§ **The records**:
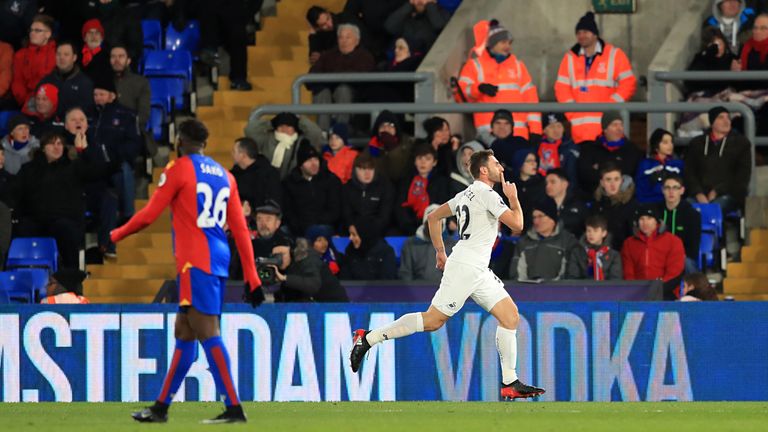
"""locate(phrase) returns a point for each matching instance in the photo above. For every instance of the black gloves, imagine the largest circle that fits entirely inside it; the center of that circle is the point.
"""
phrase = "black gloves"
(255, 297)
(488, 89)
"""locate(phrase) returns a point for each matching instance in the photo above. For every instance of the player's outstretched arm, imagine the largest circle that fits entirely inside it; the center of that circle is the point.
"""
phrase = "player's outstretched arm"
(436, 233)
(236, 222)
(168, 187)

§ **Work required**: Scan the material and collect every line that contains "matching".

§ **Exercise output**:
"""locate(phrase) returns a point for each matching instance in the photo above. For every instance of the black gloves, imagine the largest circle that fits entirely inside it; the center of that circle is the point.
"""locate(phrase) returns a point for each matching instance in the photo above. For every instance of the player's outstretched arm, imagine the largest circle that fits entirely inside it; the center of that circle is the point.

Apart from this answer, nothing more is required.